List every mineral that the text below about lemons names as contained in lemon juice and zest.

● DOCUMENT EXCERPT
= Beginning of Section =

Lemon is a fruit from the citrus family, cultivated for thousands of years in Asia (it is assumed that India and China are countries of origin), from where it came to Europe, more precisely to Ancient Greece. The Ancient Greeks discovered this healthy fruit most likely thanks to the Macedonian king Alexander the Great, who brought it from Persia.
Lemon was transported to the Roman Empire where it became so popular that soldiers included it as their obligatory food supply. In this way, this “sunny” fruit was spread across other Mediterranean countries, including Spain, from where sailors, led by Columbus, took it to distant America. Nowadays, California and other countries on the west coast of the United States are among the largest cultivators of citrus.
Citrus fruits are rich in vitamins and minerals. Since vitamin C plays a major role in the production of collagen, lemon is often referred to as a source of beauty and youthful appearance.
Lemon has always been used for several purposes. For example, nobility at the court of the French ruler Luis XIV used it as a lip balm, and even presently lemon is a popular ingredient in natural cosmetics.
In aromatherapy, lemon essential oil, extracted from its rind, is used for the improvement of mood and concentration. To produce one liter of essential oil, it takes approximately three thousand lemon fruits.
There are several ways of applying the benefits of aromatherapy, let’s mention one of them. Put five drops of lemon oil in a water-filled aroma lamp. The warmth of the lamp will spread the fragrance of lemon oil across the room.
Lemon is known as the universal remedy, because both its juice and zest are rich in antioxidants like vitamin C and flavonoids that protect cells from aging, infections and other health issues, and also contain minerals such as potassium, calcium, magnesium, and iron.
The juice is used for the preparation of delicious, refreshing lemonade that is recommendable to drink every morning before breakfast. It is also helpful to drink freshly squeezed lemon juice with a glass of water if you catch a cold. This precious fruit is an important ingredient of various traditional ways of preserving health, for example, Indian Ayurveda.
In the cuisine, the lemon juice is used, among other things, as a replacement for vinegar in marinades because it softens the food and leaves its aroma intact. Lemon zest enriches the aroma of many sweet and savory dishes and is used in making of many popular drinks.

= End of Section =

[Stored data]
= Beginning of Section =

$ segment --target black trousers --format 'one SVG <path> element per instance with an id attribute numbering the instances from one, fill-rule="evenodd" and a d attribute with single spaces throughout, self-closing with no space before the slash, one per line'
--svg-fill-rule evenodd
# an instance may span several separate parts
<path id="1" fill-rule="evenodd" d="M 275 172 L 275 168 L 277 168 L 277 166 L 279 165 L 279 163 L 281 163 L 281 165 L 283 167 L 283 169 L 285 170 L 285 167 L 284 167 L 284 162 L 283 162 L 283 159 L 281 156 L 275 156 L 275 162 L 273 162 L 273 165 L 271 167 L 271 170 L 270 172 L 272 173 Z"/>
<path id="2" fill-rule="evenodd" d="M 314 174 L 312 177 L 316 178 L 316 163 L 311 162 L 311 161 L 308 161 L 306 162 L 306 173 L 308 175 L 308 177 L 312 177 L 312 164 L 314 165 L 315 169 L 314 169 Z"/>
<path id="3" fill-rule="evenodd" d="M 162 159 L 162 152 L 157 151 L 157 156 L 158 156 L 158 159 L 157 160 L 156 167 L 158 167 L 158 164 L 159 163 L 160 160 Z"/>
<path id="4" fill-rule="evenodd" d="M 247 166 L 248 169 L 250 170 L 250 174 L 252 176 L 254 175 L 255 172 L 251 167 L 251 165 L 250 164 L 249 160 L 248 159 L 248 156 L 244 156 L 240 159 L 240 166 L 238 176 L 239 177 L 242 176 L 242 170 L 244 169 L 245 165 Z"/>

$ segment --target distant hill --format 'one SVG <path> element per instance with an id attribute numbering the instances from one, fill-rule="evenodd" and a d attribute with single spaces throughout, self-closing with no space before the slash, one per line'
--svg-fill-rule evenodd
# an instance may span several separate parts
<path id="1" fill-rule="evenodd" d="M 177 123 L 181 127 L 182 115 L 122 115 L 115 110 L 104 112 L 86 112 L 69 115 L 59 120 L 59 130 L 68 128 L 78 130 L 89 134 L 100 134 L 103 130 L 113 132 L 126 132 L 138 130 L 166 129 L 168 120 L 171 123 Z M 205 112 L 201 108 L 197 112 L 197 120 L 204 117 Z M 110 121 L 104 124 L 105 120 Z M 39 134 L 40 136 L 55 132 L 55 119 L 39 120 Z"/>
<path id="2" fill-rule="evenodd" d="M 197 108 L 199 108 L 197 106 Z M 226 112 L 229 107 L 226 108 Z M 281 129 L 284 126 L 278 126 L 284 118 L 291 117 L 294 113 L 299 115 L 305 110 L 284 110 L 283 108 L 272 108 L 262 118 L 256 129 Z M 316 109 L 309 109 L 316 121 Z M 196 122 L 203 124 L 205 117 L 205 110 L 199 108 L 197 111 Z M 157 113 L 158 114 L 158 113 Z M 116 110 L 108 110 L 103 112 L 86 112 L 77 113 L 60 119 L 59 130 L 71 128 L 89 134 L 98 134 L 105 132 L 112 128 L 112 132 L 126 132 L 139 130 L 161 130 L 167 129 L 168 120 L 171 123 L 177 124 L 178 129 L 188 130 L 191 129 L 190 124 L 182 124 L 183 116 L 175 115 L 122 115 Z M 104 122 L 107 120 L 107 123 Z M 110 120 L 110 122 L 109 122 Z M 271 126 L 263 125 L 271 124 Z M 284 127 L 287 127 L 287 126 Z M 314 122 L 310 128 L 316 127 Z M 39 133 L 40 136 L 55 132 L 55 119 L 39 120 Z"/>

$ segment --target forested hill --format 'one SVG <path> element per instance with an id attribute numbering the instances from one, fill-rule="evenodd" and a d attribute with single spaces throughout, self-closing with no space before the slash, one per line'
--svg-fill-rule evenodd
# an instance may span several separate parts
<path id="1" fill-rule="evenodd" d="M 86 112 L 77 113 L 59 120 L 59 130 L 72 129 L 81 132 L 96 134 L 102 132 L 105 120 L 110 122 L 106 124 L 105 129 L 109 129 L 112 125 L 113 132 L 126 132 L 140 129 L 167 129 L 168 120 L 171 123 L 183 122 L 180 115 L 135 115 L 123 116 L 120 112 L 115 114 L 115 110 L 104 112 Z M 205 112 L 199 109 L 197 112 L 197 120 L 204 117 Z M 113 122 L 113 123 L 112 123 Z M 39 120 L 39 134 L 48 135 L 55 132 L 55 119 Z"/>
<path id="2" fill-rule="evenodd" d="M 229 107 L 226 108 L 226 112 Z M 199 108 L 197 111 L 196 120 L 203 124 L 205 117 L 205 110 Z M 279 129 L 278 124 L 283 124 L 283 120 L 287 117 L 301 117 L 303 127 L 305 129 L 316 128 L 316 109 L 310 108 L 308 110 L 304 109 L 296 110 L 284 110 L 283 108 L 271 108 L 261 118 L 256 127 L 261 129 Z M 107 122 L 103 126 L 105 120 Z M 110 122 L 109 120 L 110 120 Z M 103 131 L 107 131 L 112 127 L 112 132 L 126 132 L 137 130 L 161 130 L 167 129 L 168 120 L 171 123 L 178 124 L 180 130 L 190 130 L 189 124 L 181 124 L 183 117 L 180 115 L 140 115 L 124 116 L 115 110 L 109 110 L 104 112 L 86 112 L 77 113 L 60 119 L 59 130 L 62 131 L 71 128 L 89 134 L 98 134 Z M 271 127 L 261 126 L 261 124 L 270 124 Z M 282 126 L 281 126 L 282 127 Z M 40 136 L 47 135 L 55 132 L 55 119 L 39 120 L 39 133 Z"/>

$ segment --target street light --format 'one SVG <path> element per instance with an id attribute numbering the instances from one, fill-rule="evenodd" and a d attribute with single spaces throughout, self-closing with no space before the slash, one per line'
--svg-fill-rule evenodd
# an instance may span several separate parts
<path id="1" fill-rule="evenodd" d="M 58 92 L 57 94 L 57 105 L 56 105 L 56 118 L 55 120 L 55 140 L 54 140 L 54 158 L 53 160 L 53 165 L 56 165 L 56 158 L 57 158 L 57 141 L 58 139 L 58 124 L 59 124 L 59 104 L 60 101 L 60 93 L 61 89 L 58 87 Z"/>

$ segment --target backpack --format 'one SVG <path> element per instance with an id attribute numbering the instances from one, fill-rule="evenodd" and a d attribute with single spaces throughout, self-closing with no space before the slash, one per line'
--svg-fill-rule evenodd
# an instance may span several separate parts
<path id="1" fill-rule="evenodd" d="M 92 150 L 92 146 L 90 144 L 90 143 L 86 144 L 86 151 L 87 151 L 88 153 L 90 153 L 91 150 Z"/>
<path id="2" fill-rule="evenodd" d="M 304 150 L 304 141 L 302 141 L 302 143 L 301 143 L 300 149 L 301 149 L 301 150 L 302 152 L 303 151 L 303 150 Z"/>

= End of Section =

● TASK ANSWER
Potassium, calcium, magnesium, iron